TRECHO SELECIONADO:

┏━━

Duras estava desiludida com certa política que considerava paternalista (já não fazia diferença quem deveria ir às fábricas conversar com os operários) e propunha uma comunicação genuína entre as pessoas. Para Duras, o verdadeiro comunismo envolveria uma nova espécie de amor, onde o ego seria doado a uma comunidade maior. Essa fusão do ego no todo faria deslizar as personalidades. Nesse sentido, Kaplan defende que Duras chegou a uma crítica do patriarcado em geral antes da eclosão da teorização a respeito da mulher. Com Nathalie Granger, o foco é a opressão específica da mulher – impossível não lembrar aqui de Jeanne Dielman (Jeanne Dielman, 23, quai du commerce, 1080 Bruxelles, 1975), onde a cineasta belga Chantal Akerman nos força a acompanhar durante três horas e meia hiper-realistas o silêncio quase total da vida vazia de uma dona de casa viúva de classe média. Kaplan mostra que grande parte de Nathalie Granger foi realizado num contexto de atividades revolucionárias empreendidas pelas feministas francesas entre 1970 e 1972. Ainda que anteceda à grande parte dos trabalhos de teorização a respeito da mulher, Nathalie Granger desenvolverá precisamente o tipo de política feminista mais tarde articulada pelas teóricas francesas que...

┗━━

Registros de anotações de detecção
┏━━

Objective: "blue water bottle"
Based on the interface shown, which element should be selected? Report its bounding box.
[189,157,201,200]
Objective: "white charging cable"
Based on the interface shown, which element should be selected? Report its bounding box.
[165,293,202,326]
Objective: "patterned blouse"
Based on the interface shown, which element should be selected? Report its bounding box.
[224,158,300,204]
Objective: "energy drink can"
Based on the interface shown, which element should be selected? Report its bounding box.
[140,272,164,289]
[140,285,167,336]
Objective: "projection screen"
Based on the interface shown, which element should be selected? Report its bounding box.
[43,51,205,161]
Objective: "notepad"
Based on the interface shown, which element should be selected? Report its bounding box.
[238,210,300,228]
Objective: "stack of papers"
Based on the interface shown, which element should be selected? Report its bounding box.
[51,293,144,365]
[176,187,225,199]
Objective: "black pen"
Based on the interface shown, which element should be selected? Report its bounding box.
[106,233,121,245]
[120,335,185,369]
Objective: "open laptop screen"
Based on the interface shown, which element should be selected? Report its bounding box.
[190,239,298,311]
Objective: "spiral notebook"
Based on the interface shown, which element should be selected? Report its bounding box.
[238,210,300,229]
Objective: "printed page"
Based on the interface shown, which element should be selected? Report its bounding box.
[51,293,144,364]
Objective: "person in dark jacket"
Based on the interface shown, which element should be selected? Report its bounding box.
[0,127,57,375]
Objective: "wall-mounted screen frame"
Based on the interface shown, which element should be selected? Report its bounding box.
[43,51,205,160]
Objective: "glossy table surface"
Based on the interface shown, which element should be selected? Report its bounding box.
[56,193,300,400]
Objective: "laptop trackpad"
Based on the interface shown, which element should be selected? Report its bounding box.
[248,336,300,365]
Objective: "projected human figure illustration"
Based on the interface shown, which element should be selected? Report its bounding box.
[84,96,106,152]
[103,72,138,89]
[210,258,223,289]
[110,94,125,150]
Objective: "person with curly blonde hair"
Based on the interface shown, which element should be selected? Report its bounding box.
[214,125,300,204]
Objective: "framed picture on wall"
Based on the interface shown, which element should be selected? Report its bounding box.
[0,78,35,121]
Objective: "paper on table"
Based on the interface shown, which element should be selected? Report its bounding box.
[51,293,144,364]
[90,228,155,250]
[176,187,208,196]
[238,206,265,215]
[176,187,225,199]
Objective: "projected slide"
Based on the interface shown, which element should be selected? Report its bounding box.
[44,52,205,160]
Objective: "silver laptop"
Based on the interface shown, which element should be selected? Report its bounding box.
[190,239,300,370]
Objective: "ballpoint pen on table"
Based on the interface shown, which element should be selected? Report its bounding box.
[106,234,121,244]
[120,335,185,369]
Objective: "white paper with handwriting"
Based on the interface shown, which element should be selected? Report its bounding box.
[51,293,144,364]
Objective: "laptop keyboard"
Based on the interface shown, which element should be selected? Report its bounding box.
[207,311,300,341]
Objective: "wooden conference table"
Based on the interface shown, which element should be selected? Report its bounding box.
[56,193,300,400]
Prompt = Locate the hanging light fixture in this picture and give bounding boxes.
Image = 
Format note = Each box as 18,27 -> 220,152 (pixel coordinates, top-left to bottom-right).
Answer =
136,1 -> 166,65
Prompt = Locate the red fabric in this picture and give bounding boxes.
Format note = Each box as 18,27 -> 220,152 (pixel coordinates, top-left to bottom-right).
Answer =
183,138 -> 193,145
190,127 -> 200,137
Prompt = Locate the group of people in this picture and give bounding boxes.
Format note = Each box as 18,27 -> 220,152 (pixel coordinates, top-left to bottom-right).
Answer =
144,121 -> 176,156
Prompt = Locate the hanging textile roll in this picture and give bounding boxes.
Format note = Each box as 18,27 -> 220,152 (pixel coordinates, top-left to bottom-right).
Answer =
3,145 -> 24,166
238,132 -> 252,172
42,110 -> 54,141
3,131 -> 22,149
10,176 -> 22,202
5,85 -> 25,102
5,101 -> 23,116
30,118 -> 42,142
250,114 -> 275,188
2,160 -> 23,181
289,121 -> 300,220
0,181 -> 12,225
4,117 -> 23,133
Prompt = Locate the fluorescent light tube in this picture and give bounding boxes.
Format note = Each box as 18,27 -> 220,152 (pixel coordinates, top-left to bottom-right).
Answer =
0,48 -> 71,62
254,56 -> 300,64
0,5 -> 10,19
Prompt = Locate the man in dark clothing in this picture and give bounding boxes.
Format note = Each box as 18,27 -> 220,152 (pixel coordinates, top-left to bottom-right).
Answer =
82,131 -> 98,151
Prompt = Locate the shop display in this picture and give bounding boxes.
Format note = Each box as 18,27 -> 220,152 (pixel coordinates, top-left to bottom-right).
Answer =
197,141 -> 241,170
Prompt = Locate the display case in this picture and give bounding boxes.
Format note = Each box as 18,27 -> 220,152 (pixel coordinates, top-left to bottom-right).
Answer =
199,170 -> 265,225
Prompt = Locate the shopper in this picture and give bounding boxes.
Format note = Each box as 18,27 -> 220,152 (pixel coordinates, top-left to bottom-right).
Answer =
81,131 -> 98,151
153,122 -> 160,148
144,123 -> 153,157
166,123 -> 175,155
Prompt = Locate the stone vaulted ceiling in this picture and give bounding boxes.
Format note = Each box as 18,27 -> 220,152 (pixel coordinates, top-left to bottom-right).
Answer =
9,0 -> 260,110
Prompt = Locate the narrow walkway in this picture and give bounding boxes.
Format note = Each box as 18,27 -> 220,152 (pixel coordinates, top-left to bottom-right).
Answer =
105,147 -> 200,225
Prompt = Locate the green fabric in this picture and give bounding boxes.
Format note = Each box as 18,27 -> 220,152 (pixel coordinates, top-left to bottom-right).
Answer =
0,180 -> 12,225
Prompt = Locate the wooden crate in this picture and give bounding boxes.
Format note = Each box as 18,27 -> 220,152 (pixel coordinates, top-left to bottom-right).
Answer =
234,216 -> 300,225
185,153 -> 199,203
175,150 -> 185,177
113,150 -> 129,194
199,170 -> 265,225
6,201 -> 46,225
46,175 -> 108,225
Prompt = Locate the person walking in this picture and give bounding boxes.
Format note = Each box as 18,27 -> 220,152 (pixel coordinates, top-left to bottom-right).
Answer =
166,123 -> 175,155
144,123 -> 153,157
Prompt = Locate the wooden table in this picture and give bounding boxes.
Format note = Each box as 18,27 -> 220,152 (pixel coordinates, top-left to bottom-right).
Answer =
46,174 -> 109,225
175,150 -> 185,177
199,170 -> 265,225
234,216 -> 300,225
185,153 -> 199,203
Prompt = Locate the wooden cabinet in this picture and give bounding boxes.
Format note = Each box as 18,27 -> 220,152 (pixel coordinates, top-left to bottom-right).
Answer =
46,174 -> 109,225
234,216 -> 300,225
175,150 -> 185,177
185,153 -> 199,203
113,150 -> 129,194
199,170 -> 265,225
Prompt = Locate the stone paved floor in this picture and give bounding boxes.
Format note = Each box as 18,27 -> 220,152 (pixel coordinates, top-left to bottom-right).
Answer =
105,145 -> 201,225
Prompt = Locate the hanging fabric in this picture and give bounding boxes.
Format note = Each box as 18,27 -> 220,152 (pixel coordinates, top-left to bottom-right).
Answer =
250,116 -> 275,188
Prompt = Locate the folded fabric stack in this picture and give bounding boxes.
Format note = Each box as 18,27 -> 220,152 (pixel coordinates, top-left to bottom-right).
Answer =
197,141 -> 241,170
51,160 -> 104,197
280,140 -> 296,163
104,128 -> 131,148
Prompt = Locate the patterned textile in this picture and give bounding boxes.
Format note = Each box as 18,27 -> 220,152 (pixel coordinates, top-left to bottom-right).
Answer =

┗━━

A FAZER:
**a.** Com base no trecho selecionado, responda sim ou não para cada afirmação a seguir, citando literalmente as palavras decisivas do texto: (i) Em Jeanne Dielman, acompanha-se durante três horas e meia a vida de uma dona de casa viúva de classe média. (ii) Grande parte de Nathalie Granger foi realizado entre 1975 e 1977. (iii) Duras propunha uma comunicação genuína entre as pessoas.
**b.** Por favor, reescreva em forma de lista mais curta o parágrafo do trecho selecionado que começa com "Duras estava desiludida", mantendo os fatos principais.

RESPOSTAS COMPLETAS:
**a.**
(i) Sim: "nos força a acompanhar durante três horas e meia hiper-realistas o silêncio quase total da vida vazia de uma dona de casa viúva de classe média".
(ii) Não: "grande parte de Nathalie Granger foi realizado num contexto de atividades revolucionárias empreendidas pelas feministas francesas entre 1970 e 1972".
(iii) Sim: "propunha uma comunicação genuína entre as pessoas".

**b.**
- Duras, desiludida com uma política que considerava paternalista, propunha uma comunicação genuína entre as pessoas.
- Para ela, o verdadeiro comunismo envolveria uma nova espécie de amor, em que o ego seria doado a uma comunidade maior.
- Kaplan defende que Duras chegou a uma crítica do patriarcado em geral antes da eclosão da teorização a respeito da mulher.
- Nathalie Granger tem como foco a opressão específica da mulher. Isso remete a Jeanne Dielman (1975), de Chantal Akerman, que mostra a vida vazia de uma dona de casa viúva de classe média.
- Segundo Kaplan, grande parte de Nathalie Granger foi realizado no contexto das atividades revolucionárias das feministas francesas entre 1970 e 1972.
- Embora anteceda grande parte dessa teorização, Nathalie Granger desenvolve o tipo de política feminista mais tarde articulada pelas teóricas francesas.